── Dataset records ──

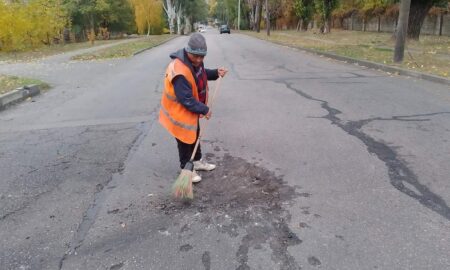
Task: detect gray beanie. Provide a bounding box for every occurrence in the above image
[186,33,208,56]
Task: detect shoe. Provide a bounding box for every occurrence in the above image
[192,170,202,183]
[194,159,216,171]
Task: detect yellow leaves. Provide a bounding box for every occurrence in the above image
[130,0,163,34]
[0,0,66,51]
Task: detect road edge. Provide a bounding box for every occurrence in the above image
[288,43,450,85]
[0,84,41,111]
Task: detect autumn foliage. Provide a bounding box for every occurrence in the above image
[0,0,67,52]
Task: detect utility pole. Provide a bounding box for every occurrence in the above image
[394,0,411,63]
[238,0,241,30]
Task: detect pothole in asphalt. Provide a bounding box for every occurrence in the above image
[157,155,302,269]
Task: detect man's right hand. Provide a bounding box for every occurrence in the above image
[205,111,211,120]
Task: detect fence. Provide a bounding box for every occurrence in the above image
[342,14,450,36]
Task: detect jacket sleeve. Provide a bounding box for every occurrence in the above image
[205,68,219,81]
[172,75,209,115]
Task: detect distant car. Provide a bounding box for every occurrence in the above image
[219,24,230,34]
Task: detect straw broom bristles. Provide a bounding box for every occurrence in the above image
[172,169,194,200]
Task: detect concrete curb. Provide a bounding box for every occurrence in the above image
[0,84,41,111]
[133,35,178,56]
[290,43,450,85]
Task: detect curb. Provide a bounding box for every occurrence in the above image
[0,84,41,111]
[290,43,450,85]
[133,35,178,56]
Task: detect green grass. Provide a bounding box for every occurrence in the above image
[71,35,173,60]
[0,74,50,95]
[0,40,117,62]
[241,29,450,78]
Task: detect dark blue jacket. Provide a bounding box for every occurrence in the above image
[170,49,219,115]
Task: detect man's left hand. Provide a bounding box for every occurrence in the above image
[217,67,228,77]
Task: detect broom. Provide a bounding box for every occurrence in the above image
[172,76,222,200]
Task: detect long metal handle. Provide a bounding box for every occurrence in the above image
[190,76,222,161]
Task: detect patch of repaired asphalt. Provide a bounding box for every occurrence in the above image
[157,154,302,270]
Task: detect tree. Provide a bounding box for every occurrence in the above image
[394,0,411,63]
[408,0,448,40]
[294,0,314,31]
[0,0,66,51]
[314,0,339,33]
[131,0,163,35]
[62,0,135,39]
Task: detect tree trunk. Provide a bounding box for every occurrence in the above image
[408,0,433,40]
[377,15,381,33]
[266,0,270,36]
[255,0,262,33]
[394,0,411,63]
[302,20,310,31]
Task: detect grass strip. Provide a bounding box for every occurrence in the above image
[0,40,117,62]
[241,29,450,78]
[71,35,173,60]
[0,74,50,95]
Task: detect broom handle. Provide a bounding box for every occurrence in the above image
[190,76,222,161]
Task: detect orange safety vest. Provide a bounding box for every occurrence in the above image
[159,58,199,144]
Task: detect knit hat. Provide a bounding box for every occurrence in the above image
[185,33,208,56]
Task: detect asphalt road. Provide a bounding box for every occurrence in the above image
[0,30,450,270]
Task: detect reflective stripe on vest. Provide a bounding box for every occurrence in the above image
[164,90,177,101]
[161,107,197,131]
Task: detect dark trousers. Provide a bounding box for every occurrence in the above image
[175,128,202,169]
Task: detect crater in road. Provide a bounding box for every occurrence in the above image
[158,155,302,269]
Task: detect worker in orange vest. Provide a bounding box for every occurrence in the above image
[159,33,227,183]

───

* **What is expected**: Can you copy every line of the entries above word for word, leaving out the pictures?

* **Answer to the task**:
Task: detect gray beanie. Provide a bounding box for every occurrence in the above image
[186,33,208,56]
Task: detect shoe. Provide a bounding box for every occurrence in the above image
[192,170,202,183]
[194,159,216,171]
Task: detect yellow leaves. Provide a bounding box for every occurrence in the above image
[130,0,163,34]
[0,0,66,51]
Task: detect road edge. Provide a bounding box for every occurrence in the above image
[288,43,450,85]
[0,84,41,111]
Task: detect autumn foliage. Provide a bounding box for every occurrence in the above image
[0,0,67,52]
Task: detect utility pole. Provide a bounding box for every occurrence in the above image
[394,0,411,63]
[238,0,241,30]
Task: detect pothole in asphalt. Provide a bounding box for every occurrence in the above image
[157,155,302,269]
Task: detect man's right hand. Provide a bounding box for every occurrence in the above image
[205,111,211,120]
Task: detect fence. Provide a bounding box for every occurrence in the above image
[342,14,450,36]
Task: detect jacket sleeve. Provide a bounding box for every occurrence in the above image
[205,68,219,81]
[172,75,209,115]
Task: detect distant car. Provide a bounding box for every occurrence in the above image
[219,24,230,34]
Task: detect straw broom bristles. Provide a bounding box for every occurrence in the above image
[172,169,194,200]
Task: detect concrete curb. Provide a bounding box for every occurrence in the above image
[0,84,41,111]
[133,35,178,56]
[290,43,450,85]
Task: detect curb. Provide a bounding box for every occurrence in the above image
[0,84,41,111]
[290,43,450,85]
[133,35,178,56]
Task: detect green grass. Provide a bounding box for every occurrence in the above image
[71,35,173,60]
[0,74,50,95]
[0,40,117,62]
[241,29,450,78]
Task: detect dark blue jacket. Provide a bounding box for every occurrence in the above image
[170,49,219,115]
Task: detect man's left hand. Provide a bounding box for every occurrence in the above image
[217,67,228,77]
Task: detect broom. Provide a bounding box for every occurrence in the above image
[172,76,222,200]
Task: detect long metal handle. Provide a bounding box for every occurrence in the above image
[190,76,222,161]
Task: detect patch of repaired asphalt. Provide a bounding box for every occurrence in the above image
[157,154,302,270]
Task: detect tree. Provide a bounding box for every occurrence in the above image
[394,0,411,63]
[408,0,448,40]
[294,0,314,31]
[0,0,66,51]
[314,0,339,33]
[131,0,163,35]
[62,0,135,39]
Task: detect tree trunk. Provide a bounding box for every occurrence in the above image
[408,0,433,40]
[377,15,381,33]
[266,0,270,36]
[255,0,262,33]
[394,0,411,63]
[302,20,310,31]
Task: detect grass strip. Provide a bounding box for every occurrence in the above image
[0,40,117,62]
[241,29,450,78]
[71,35,173,60]
[0,74,50,95]
Task: detect broom handle. Provide a bounding box for every occurrence in the above image
[190,76,222,161]
Task: detect orange safety vest. Provide a bounding box for every occurrence in the above image
[159,58,199,144]
Task: detect knit hat. Provide a bounding box for every occurrence in the above image
[185,33,208,56]
Task: detect asphalt road. Provide a bounding box for every occurrence in the above image
[0,30,450,270]
Task: detect reflective stripe on vest. Provide a bounding box for every occurrence in the above image
[164,90,177,101]
[161,107,197,131]
Task: detect dark trousers. Provide a bounding box for every occurrence in the above image
[175,128,202,169]
Task: detect crater in road. Provide a bounding box for every occurrence in the above image
[158,155,302,269]
Task: detect worker in orange vest. Provide a bounding box for every occurrence in the above image
[159,33,227,183]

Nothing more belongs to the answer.